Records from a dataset
^^^^

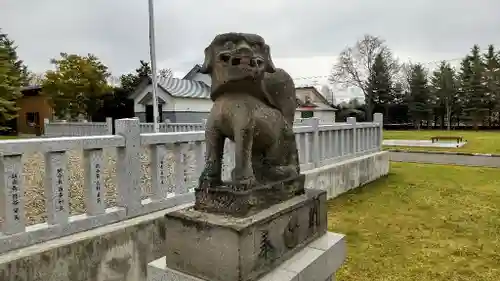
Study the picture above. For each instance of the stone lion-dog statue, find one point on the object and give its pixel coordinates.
(254, 106)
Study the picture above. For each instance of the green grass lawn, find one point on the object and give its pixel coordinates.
(422, 222)
(477, 141)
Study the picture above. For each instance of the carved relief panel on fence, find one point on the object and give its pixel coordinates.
(11, 195)
(94, 182)
(56, 187)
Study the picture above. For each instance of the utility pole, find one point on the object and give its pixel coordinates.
(152, 53)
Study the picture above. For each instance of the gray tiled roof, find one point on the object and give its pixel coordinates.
(183, 88)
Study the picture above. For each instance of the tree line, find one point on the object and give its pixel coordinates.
(410, 93)
(77, 86)
(407, 93)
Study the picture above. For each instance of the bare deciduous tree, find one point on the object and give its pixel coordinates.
(355, 63)
(165, 72)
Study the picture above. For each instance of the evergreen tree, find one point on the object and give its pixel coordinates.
(18, 68)
(11, 80)
(492, 80)
(418, 96)
(443, 87)
(476, 100)
(380, 84)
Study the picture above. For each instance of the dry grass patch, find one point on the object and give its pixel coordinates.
(423, 222)
(477, 141)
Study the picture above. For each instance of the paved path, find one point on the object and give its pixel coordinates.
(462, 159)
(424, 143)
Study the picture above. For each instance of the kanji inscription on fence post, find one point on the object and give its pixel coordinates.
(12, 195)
(158, 171)
(95, 190)
(56, 187)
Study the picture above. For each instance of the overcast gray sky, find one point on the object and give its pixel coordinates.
(305, 35)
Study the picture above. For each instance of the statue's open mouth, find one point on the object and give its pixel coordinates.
(242, 60)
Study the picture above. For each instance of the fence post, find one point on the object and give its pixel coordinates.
(45, 125)
(379, 118)
(354, 141)
(109, 125)
(167, 127)
(314, 149)
(128, 165)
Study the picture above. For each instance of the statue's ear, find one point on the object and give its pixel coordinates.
(270, 68)
(207, 64)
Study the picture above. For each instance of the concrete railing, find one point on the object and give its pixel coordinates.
(319, 145)
(71, 129)
(168, 127)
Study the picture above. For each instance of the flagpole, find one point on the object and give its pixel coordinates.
(152, 53)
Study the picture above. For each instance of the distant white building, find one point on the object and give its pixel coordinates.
(179, 100)
(187, 100)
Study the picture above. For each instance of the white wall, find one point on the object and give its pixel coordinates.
(173, 104)
(203, 77)
(161, 94)
(189, 104)
(325, 117)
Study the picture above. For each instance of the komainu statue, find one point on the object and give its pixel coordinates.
(254, 106)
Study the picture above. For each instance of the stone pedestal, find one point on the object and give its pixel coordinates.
(318, 261)
(223, 248)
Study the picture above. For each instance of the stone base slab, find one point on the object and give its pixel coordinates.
(318, 261)
(224, 248)
(234, 200)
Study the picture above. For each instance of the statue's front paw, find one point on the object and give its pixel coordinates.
(246, 183)
(207, 181)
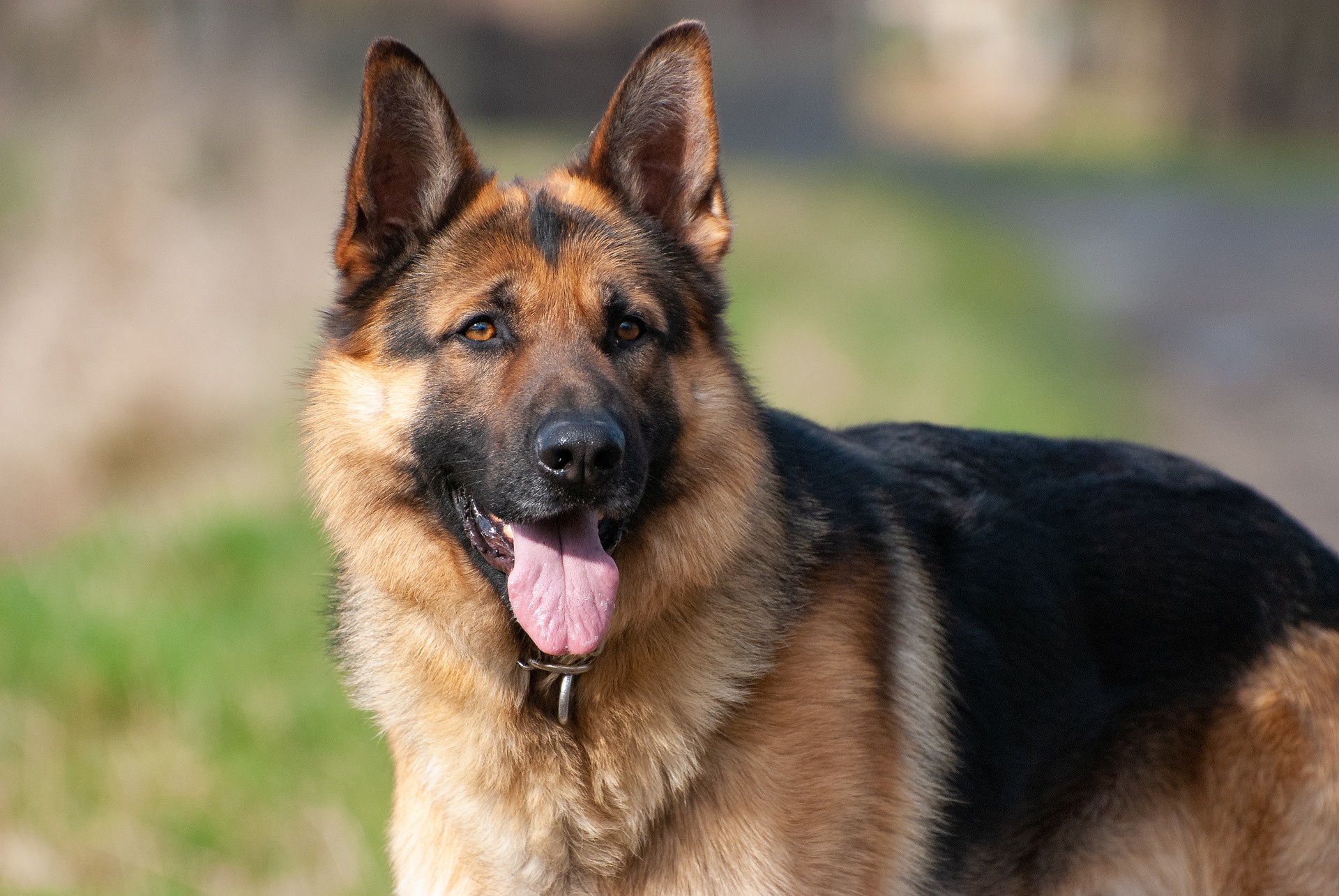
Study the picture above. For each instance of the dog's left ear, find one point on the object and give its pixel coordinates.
(656, 146)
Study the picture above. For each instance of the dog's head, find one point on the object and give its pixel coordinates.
(529, 355)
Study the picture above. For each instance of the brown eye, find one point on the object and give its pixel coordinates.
(630, 328)
(481, 331)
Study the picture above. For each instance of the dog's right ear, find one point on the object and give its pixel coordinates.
(410, 169)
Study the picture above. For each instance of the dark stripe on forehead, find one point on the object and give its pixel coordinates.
(553, 221)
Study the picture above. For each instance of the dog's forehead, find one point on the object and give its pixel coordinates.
(552, 244)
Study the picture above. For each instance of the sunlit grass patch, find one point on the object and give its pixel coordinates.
(857, 301)
(170, 720)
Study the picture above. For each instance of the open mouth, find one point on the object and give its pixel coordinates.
(561, 580)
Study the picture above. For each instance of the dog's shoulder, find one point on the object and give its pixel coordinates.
(1087, 590)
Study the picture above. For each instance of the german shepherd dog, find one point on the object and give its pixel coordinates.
(630, 631)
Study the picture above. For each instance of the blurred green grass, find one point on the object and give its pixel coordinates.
(169, 718)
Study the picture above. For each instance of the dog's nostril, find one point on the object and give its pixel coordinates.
(580, 449)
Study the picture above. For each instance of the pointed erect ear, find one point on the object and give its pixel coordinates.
(410, 167)
(656, 146)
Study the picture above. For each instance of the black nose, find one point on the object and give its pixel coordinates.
(582, 449)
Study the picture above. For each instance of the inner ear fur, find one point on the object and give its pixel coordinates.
(411, 165)
(656, 146)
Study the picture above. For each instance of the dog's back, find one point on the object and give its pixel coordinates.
(1142, 653)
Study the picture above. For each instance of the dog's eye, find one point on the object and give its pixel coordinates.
(481, 331)
(628, 330)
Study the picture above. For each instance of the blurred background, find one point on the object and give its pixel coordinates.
(1077, 218)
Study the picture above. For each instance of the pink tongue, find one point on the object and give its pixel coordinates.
(563, 584)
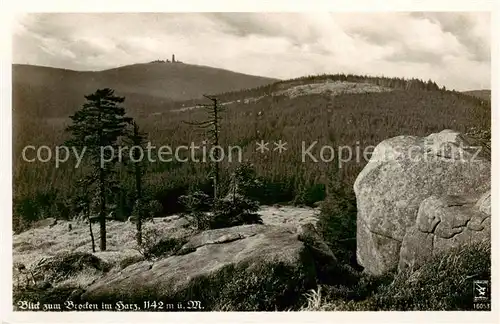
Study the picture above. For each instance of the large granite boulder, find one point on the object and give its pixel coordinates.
(248, 267)
(402, 172)
(444, 223)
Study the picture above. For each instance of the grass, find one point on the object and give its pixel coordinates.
(444, 283)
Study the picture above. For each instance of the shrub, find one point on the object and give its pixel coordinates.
(235, 211)
(131, 260)
(65, 265)
(153, 244)
(196, 205)
(444, 283)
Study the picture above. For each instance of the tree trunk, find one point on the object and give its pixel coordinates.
(139, 200)
(138, 186)
(102, 211)
(90, 228)
(216, 143)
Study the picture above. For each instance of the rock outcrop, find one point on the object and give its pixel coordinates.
(444, 223)
(214, 266)
(402, 172)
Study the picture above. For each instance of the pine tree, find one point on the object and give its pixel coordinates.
(138, 139)
(213, 125)
(96, 128)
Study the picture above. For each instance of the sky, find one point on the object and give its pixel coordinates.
(452, 49)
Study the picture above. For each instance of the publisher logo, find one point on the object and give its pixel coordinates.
(481, 290)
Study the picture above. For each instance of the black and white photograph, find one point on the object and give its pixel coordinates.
(324, 161)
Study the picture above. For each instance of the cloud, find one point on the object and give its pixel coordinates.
(451, 48)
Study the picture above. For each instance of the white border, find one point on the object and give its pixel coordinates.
(230, 6)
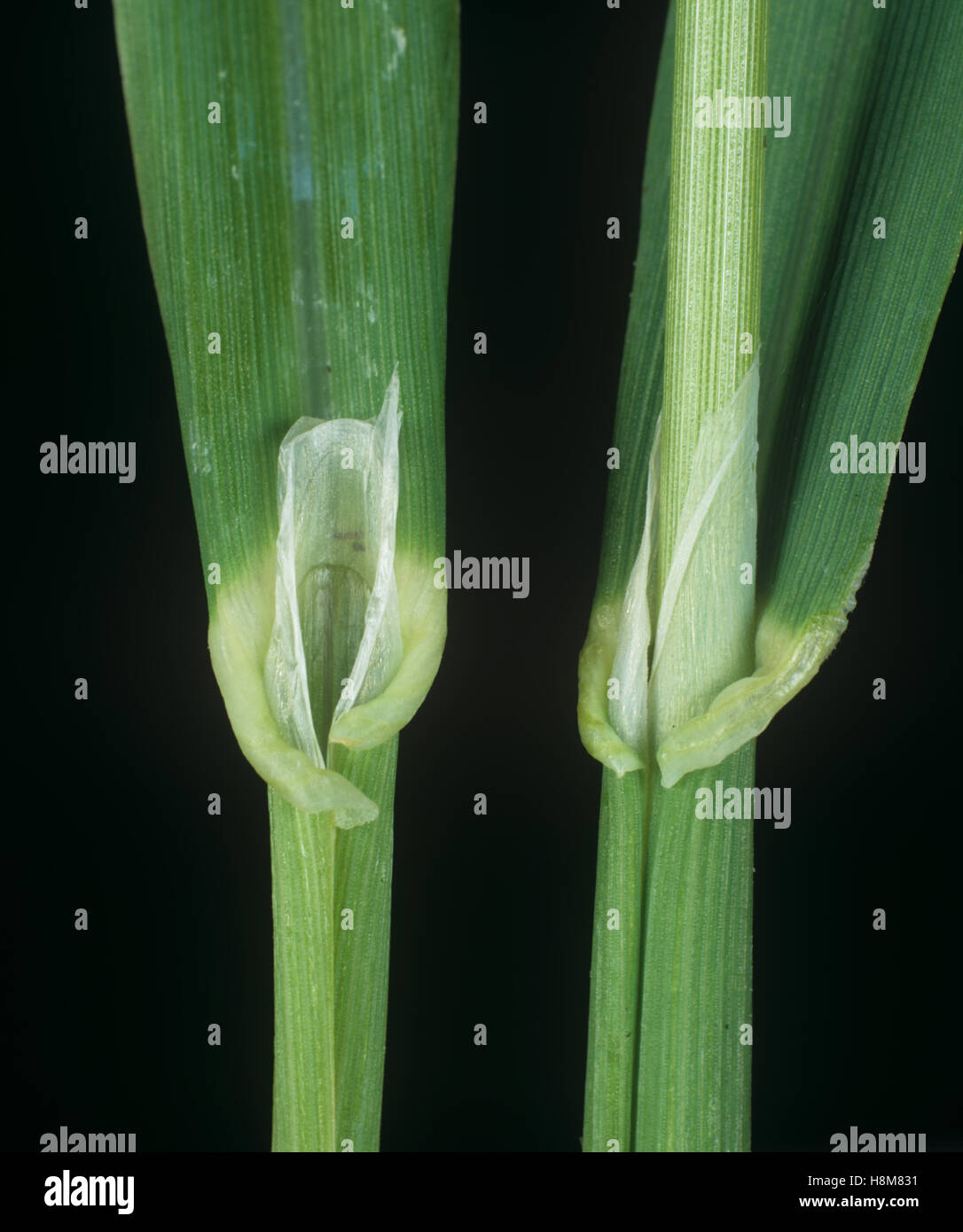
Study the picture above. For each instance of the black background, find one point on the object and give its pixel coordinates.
(107, 1029)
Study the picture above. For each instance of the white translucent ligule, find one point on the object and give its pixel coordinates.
(717, 524)
(338, 502)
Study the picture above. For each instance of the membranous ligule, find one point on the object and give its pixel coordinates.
(337, 635)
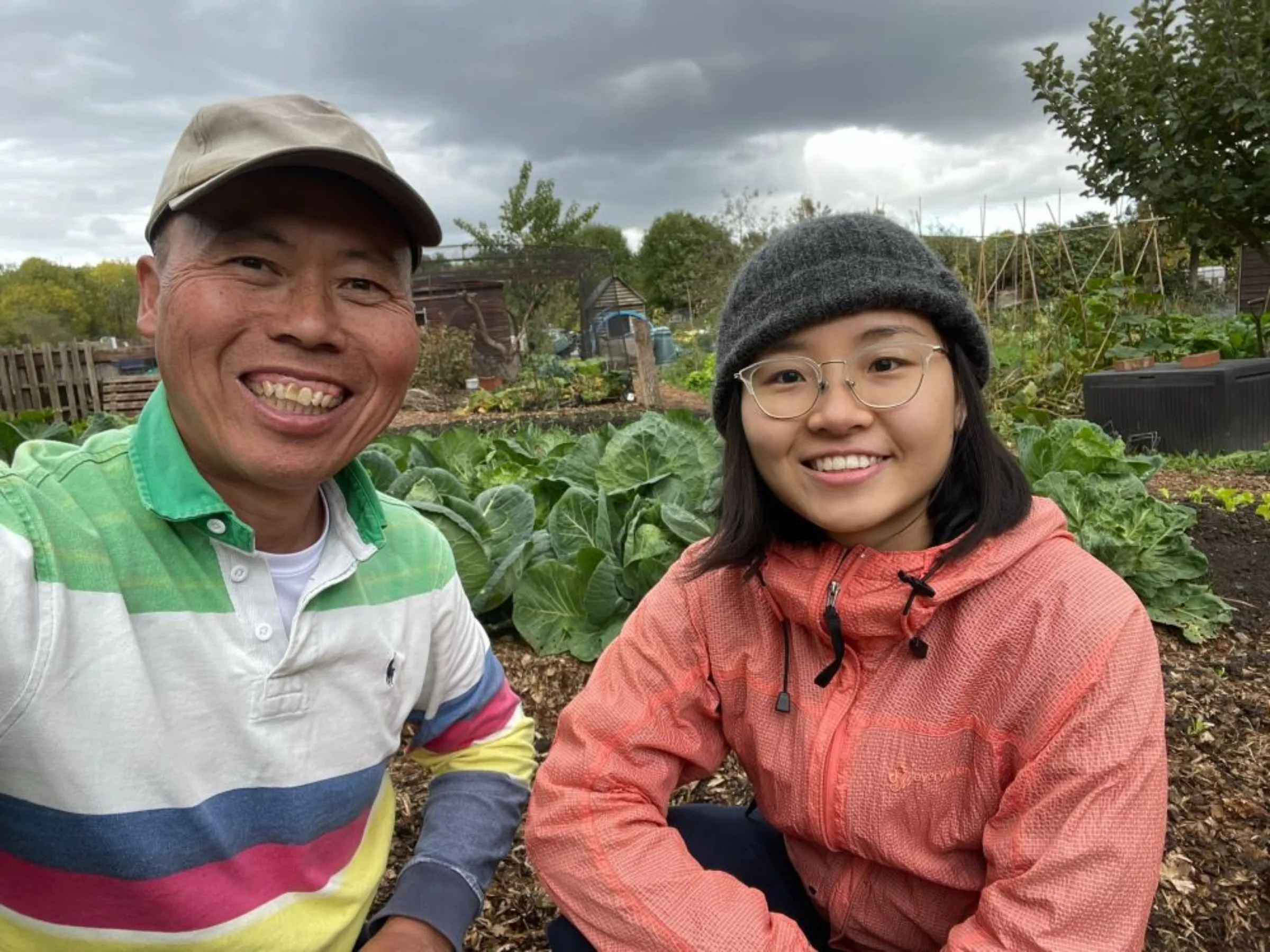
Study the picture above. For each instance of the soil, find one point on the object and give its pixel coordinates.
(1214, 890)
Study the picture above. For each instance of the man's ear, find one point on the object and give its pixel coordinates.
(148, 296)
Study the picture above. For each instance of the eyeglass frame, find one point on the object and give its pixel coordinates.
(746, 376)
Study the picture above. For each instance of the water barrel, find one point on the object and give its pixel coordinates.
(665, 350)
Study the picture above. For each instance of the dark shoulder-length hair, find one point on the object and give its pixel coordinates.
(983, 493)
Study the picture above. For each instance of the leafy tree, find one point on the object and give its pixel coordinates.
(530, 219)
(687, 262)
(45, 303)
(112, 289)
(1175, 115)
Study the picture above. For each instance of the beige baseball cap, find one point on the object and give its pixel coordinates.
(226, 140)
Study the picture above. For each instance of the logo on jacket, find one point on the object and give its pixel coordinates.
(903, 779)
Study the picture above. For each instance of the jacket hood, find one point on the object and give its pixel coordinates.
(892, 596)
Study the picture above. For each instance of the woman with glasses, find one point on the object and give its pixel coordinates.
(951, 716)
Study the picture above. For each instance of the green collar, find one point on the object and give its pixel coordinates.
(173, 488)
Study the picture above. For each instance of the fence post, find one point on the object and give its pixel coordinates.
(646, 367)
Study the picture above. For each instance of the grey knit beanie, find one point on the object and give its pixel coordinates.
(836, 266)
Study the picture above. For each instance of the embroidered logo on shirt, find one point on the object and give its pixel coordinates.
(903, 779)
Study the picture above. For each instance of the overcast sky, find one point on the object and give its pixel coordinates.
(643, 106)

^^^^

* Your assignment *
Your output should be an exact copy of every line from the one containing "Study the picture above. For each instance of the grey" through the end of the records.

* Written answer *
Study the picture above. For each instance of the grey knit beanie, find one point on the object and give its pixel coordinates.
(836, 266)
Study the picture above. For each instance of the embroidered logo on shirt, find one point on the object and give its pixel coordinates.
(903, 779)
Study the picture above. For each instance of the overcast sky, find one point on the object and give its pixel coordinates.
(643, 106)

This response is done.